REQUIRED ACTION:
Leaving out the pictures, restate each record below word for word.

DATA:
-- -- --
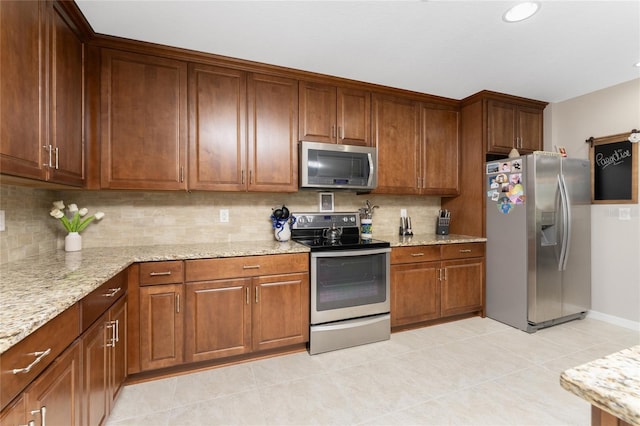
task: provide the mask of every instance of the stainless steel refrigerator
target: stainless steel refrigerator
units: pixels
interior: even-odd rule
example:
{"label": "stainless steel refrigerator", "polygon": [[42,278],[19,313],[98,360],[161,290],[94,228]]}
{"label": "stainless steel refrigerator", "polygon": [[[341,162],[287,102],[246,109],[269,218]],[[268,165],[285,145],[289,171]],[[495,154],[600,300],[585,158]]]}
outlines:
{"label": "stainless steel refrigerator", "polygon": [[536,152],[485,165],[486,314],[533,333],[591,307],[589,161]]}

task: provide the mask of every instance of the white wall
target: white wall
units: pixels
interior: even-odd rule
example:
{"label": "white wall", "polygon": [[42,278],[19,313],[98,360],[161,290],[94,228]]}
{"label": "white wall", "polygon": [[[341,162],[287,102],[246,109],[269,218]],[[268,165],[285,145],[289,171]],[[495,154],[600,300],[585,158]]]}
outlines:
{"label": "white wall", "polygon": [[[551,104],[545,110],[545,149],[567,148],[589,158],[589,137],[640,129],[640,79]],[[640,179],[640,178],[639,178]],[[631,208],[631,220],[618,218]],[[638,204],[591,206],[592,315],[640,327],[640,212]]]}

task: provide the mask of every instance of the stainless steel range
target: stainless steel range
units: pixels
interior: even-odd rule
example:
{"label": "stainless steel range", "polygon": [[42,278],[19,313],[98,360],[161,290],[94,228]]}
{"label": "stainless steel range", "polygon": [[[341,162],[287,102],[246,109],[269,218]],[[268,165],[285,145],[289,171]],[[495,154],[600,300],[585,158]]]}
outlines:
{"label": "stainless steel range", "polygon": [[389,242],[361,239],[357,212],[293,215],[291,238],[311,249],[309,353],[389,339]]}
-- -- --
RESPONSE TO THIS EXERCISE:
task: provide the mask of every instance of the stainless steel refrigerator
target: stainless steel refrigerator
units: pixels
interior: even-odd rule
example:
{"label": "stainless steel refrigerator", "polygon": [[42,278],[19,313],[98,360],[161,290],[94,228]]}
{"label": "stainless steel refrigerator", "polygon": [[[341,162],[287,102],[246,109],[269,218]],[[268,165],[285,145],[289,171]],[[495,154],[600,300],[585,158]]]}
outlines:
{"label": "stainless steel refrigerator", "polygon": [[536,152],[485,165],[486,314],[533,333],[591,307],[589,161]]}

task: provide the mask of every instance of the white wall
target: white wall
units: pixels
interior: even-odd rule
example:
{"label": "white wall", "polygon": [[42,278],[19,313],[98,360],[161,290],[94,228]]}
{"label": "white wall", "polygon": [[[341,162],[287,102],[246,109],[269,218]],[[268,165],[285,145],[289,171]],[[495,154],[600,300],[585,158]]]}
outlines:
{"label": "white wall", "polygon": [[[551,104],[545,110],[545,149],[567,148],[589,158],[589,137],[640,129],[640,79]],[[640,179],[640,178],[639,178]],[[631,208],[631,220],[618,218]],[[638,204],[591,206],[592,315],[640,327],[640,212]]]}

task: provide the mask of every instance of the stainless steel range
target: stainless steel range
units: pixels
interior: even-odd rule
example:
{"label": "stainless steel range", "polygon": [[42,278],[19,313],[98,360],[161,290],[94,228]]}
{"label": "stainless steel range", "polygon": [[[341,162],[287,102],[246,109],[269,218]],[[268,165],[285,145],[289,171]],[[495,154],[600,300],[585,158]]]}
outlines:
{"label": "stainless steel range", "polygon": [[389,242],[361,239],[357,212],[293,215],[291,238],[311,249],[309,353],[389,339]]}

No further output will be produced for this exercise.